# Directions
Write out the stretch of lines below that begins at the line with "For an urgent annotation task, I need the river water" and ends at the line with "For an urgent annotation task, I need the teal", including both, exactly as given and nothing more.

- - -

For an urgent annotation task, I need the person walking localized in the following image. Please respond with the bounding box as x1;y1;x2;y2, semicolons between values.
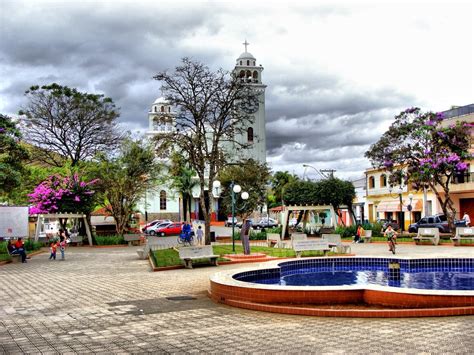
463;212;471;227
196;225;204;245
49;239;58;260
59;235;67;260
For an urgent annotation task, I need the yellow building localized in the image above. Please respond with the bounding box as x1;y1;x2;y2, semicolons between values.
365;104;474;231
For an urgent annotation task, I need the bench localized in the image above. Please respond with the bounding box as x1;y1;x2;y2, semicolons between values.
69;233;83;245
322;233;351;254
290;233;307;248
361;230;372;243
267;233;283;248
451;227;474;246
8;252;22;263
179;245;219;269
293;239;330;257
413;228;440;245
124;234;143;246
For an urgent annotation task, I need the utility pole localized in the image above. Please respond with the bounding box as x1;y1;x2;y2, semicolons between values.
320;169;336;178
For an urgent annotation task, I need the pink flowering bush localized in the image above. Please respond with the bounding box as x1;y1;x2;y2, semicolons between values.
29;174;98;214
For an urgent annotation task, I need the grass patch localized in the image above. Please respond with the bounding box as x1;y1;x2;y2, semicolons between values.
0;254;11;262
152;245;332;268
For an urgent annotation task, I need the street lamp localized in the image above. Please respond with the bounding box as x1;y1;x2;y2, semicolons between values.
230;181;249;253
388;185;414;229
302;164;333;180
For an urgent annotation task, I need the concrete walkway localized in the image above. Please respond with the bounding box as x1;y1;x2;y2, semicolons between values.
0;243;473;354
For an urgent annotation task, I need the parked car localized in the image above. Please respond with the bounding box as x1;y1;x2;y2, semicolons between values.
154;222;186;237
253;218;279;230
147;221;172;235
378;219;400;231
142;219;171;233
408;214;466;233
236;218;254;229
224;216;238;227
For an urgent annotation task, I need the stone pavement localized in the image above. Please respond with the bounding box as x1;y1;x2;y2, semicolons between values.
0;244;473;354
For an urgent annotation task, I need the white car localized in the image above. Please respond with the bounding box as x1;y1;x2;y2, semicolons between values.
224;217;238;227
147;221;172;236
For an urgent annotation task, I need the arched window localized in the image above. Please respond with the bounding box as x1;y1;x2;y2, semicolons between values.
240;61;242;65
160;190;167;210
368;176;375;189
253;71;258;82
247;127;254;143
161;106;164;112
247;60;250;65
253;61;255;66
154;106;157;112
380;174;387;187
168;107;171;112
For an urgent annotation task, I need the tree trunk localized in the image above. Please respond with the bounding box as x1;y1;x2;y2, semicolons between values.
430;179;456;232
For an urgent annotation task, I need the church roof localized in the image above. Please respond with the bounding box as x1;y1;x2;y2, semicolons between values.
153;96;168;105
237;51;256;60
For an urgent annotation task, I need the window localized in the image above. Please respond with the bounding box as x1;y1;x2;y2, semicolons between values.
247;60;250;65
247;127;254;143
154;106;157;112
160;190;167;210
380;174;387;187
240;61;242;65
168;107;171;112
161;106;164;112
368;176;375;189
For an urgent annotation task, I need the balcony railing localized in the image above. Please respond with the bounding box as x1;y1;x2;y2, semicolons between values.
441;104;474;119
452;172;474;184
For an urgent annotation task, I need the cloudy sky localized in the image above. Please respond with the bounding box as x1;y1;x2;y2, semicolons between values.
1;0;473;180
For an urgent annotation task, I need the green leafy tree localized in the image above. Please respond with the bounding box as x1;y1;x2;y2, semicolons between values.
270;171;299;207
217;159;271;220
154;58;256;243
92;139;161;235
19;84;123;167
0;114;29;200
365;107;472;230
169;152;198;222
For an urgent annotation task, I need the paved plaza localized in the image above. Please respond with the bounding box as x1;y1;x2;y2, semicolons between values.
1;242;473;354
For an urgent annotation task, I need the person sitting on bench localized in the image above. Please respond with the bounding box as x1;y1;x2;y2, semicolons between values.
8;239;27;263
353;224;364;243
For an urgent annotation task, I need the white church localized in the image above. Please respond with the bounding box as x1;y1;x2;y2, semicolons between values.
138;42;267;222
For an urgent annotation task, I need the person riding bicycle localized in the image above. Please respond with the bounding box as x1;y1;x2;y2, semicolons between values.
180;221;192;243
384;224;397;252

- - -

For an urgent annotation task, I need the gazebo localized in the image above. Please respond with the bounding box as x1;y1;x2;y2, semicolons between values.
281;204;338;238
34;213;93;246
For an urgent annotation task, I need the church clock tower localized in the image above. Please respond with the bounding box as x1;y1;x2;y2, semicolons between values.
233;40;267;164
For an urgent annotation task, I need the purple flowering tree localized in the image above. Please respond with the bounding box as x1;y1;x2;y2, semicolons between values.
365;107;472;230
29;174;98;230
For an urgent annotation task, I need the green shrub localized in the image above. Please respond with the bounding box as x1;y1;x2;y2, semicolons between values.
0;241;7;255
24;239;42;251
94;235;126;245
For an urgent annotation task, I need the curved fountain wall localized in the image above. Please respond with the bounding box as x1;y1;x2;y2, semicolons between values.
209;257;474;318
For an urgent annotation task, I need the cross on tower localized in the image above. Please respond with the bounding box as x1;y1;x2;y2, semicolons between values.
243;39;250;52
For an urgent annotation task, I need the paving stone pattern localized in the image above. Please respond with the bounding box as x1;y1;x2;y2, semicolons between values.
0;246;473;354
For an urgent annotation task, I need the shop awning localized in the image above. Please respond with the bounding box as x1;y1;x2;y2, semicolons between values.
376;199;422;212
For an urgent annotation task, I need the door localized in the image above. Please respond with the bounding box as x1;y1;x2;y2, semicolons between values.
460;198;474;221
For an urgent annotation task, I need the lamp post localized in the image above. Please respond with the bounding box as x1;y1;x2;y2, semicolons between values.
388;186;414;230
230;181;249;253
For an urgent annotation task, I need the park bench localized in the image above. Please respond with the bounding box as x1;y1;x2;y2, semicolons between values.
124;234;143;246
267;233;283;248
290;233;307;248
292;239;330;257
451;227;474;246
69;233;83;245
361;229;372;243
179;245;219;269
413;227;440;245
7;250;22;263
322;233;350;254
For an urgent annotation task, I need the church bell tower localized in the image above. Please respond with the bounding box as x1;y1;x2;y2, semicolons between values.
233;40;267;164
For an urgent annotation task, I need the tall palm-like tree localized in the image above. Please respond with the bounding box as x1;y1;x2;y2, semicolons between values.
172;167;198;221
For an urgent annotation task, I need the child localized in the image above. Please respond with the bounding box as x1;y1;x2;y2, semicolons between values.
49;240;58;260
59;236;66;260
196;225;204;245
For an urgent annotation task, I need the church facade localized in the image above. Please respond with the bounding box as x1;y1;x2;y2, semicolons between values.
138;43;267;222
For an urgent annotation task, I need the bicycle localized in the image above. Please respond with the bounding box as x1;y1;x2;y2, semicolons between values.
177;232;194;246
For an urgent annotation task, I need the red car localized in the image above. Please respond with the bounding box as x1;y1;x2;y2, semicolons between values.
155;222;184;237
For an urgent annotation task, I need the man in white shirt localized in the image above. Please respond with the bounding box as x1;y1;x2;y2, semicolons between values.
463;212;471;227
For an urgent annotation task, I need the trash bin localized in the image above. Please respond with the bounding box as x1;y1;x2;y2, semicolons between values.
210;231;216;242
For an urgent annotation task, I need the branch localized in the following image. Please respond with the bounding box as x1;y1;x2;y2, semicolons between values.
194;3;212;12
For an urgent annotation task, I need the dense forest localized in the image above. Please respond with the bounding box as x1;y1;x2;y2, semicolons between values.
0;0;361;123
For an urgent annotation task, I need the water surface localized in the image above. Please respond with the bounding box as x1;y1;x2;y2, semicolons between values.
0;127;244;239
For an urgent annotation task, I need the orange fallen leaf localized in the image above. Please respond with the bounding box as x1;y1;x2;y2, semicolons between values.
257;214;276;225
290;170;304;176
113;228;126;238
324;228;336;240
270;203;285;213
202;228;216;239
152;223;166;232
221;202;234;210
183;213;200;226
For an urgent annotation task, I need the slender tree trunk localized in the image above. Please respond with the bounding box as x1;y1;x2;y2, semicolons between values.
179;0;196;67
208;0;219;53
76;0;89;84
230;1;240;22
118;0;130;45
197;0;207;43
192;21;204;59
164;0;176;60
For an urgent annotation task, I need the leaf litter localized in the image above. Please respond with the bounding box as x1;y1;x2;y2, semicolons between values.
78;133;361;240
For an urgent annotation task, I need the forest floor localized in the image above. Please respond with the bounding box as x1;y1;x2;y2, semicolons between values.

- - -

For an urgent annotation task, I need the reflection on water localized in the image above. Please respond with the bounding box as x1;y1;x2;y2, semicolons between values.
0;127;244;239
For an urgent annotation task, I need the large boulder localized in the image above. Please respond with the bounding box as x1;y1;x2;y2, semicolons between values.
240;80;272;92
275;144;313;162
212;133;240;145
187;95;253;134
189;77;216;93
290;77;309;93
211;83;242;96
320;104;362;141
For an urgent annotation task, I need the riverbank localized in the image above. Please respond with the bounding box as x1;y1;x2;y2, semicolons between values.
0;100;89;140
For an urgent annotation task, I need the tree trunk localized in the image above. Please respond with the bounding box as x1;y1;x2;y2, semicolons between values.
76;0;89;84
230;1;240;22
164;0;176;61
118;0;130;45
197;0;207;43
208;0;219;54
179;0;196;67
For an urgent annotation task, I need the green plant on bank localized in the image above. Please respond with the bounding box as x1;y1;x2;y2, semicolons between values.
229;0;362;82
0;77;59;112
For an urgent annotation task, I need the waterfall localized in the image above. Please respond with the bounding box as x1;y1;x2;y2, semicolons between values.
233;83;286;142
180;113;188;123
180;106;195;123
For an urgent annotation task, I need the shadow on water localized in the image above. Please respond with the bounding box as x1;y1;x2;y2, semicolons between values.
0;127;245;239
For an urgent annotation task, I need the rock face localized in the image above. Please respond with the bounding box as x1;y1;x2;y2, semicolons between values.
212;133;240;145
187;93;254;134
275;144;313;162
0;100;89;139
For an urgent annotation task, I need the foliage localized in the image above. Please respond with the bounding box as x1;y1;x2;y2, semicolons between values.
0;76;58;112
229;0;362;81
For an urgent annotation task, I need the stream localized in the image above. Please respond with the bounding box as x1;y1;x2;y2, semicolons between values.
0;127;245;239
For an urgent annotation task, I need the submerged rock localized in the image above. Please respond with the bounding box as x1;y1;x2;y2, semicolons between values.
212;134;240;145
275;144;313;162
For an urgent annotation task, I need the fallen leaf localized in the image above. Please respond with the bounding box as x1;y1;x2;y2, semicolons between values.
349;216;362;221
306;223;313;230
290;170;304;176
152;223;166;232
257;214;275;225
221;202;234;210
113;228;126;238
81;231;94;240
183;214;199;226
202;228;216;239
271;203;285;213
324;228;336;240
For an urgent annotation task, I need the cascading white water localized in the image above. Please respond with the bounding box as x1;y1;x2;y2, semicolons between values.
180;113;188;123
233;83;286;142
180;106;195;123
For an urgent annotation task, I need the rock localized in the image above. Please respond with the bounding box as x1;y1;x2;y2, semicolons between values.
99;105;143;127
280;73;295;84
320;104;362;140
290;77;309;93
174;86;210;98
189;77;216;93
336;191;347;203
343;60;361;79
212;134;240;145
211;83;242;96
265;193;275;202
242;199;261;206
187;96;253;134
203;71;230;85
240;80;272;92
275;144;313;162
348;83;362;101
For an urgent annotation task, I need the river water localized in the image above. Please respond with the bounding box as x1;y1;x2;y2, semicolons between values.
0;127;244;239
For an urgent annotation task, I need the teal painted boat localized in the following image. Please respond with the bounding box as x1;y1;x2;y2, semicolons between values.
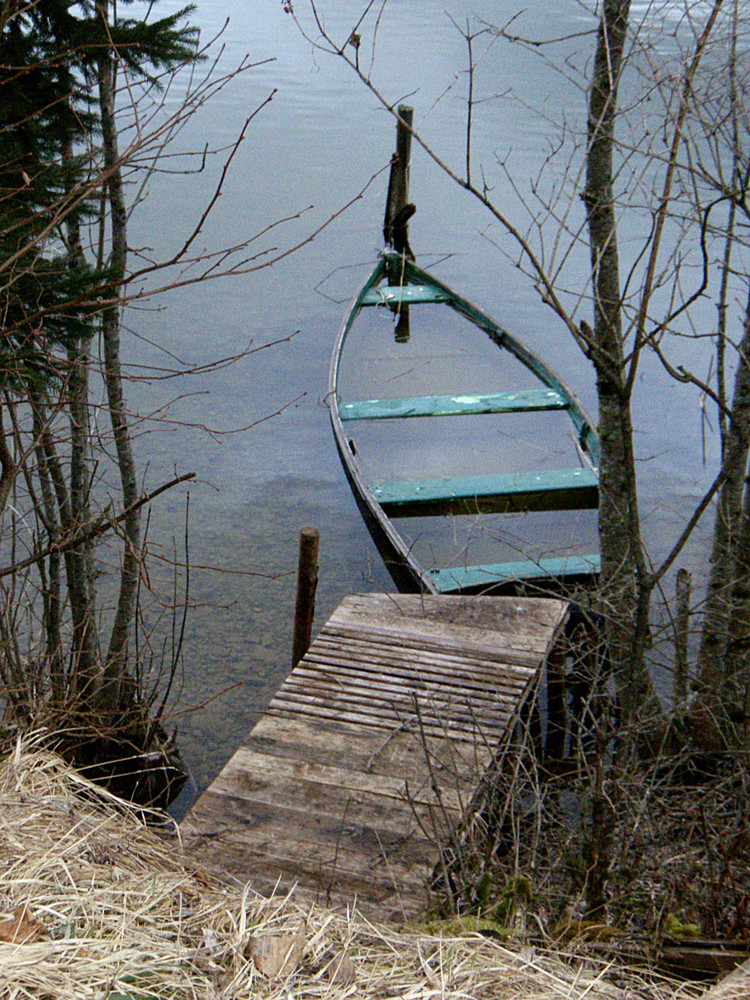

- - -

# Response
For an urgent annotation task, I need the river water localized in the image above. Please respond with the bounding box as x1;y1;x2;y2, semicolons between values.
0;127;244;239
For an urgent annotation task, I need the teal painted boat localized in the following image. Please respond with the bounding box as x1;y1;x2;y2, semicolons between values.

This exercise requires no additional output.